Healthcare NLP v3.5.1 Release Notes

3.5.1

We are glad to announce that 3.5.1 version of Spark NLP for Healthcare has been released!

Highlights

Deidentification:
- New Portuguese Deidentification NER models and pretrained pipeline. This is the 6th supported language for deidentification (English, German, Spanish, Italian, French and Portuguese).
New pretrained models and pipelines:
- New RxNorm Sentence Entity Resolver model to map and extract pharmaceutical actions (e.g. analgesic, hypoglycemic) as well as treatments (e.g. backache, diabetes) along with the RxNorm code resolved (sbiobertresolve_rxnorm_action_treatment)
- New RCT classification models and pretrained pipelines to classify the sections within the abstracts of scientific articles regarding randomized clinical trials (RCT). (rct_binary_classifier_use, rct_binary_classifier_biobert, bert_sequence_classifier_binary_rct_biobert, rct_binary_classifier_use_pipeline, rct_binary_classifier_biobert_pipeline, bert_sequence_classifier_binary_rct_biobert_pipeline)

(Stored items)
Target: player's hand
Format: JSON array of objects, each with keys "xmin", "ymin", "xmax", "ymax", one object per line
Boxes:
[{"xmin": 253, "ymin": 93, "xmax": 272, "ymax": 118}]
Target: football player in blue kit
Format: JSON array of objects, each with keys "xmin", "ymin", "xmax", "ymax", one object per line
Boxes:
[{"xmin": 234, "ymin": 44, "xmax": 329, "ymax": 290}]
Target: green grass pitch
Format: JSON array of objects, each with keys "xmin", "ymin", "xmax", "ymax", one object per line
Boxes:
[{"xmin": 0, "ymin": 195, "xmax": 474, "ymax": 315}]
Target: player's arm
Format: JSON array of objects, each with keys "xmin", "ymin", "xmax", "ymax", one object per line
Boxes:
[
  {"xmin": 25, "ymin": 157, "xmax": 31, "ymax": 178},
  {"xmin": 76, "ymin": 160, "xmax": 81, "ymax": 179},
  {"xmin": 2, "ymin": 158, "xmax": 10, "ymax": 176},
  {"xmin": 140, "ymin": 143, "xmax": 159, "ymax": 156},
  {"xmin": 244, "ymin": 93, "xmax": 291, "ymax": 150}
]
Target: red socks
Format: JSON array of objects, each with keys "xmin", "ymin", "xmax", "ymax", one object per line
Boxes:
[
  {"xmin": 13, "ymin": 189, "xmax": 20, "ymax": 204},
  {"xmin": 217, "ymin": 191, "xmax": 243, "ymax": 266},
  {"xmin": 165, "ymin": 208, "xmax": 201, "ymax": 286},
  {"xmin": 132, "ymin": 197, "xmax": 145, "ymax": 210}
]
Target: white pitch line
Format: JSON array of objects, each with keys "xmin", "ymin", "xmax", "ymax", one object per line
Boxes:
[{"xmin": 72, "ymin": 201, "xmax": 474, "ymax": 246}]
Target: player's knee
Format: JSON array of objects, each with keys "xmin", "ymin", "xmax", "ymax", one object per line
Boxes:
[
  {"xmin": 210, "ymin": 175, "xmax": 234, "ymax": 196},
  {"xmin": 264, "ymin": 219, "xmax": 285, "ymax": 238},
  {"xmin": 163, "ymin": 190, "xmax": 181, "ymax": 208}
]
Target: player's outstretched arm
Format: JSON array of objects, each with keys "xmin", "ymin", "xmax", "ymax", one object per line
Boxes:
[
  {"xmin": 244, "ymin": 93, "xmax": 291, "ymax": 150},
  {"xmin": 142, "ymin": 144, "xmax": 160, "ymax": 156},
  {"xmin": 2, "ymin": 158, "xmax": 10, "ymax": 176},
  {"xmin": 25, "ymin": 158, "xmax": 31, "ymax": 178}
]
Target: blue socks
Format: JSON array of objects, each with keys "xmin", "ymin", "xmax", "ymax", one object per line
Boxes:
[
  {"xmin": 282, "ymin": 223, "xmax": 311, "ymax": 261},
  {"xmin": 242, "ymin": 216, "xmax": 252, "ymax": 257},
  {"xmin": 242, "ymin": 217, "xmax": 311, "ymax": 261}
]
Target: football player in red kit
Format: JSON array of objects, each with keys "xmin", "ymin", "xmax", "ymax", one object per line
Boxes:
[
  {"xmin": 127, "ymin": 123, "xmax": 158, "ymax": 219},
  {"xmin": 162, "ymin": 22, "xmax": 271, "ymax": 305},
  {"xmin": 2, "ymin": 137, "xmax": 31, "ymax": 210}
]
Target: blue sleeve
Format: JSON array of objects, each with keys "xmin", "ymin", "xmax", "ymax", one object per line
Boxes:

List of tasks »
- A) According to the release notes, which language was newly added for deidentification in version 3.5.1?
- B) List every language that the release notes name as supported for deidentification.
- C) Extend the release notes beyond their final line.
The rows can be set aside.

Answers per task »
- A) Portuguese

- B) English, German, Spanish, Italian, French, Portuguese

- C)
New features:
- Add getClasses() attribute for MedicalBertForTokenClassifier and MedicalBertForSequenceClassification to find out the entity classes of the models
- Download the AnnotatorModels from the healthcare library using the Healthcare version instead of the open source version (the pretrained models were used to be dependent on open source Spark NLP version before)
- New functionality to download and extract clinical models from S3 via direct zip url.
Core improvements:
- Fixing the confidence scores in MedicalNerModel when setIncludeAllConfidenceScores is true
- Graph_builder relation_extraction model file name extension problem with auto parameter.
List of recently updated or added models

Portuguese Deidentification Models

This is the 6th supported language for deidentification (English, German, Spanish, Italian, French and Portuguese). This version includes two Portuguese deidentification models to mask or obfuscate Protected Health Information in the Portuguese language. The models are the following:

ner_deid_generic: extracts Name, Profession, Age, Date, Contact (Telephone numbers, Email addresses), Location (Address, City, Postal code, Hospital Name, Organization), ID (Social Security numbers, Medical record numbers) and Sex entities.

See Model Hub Page for details.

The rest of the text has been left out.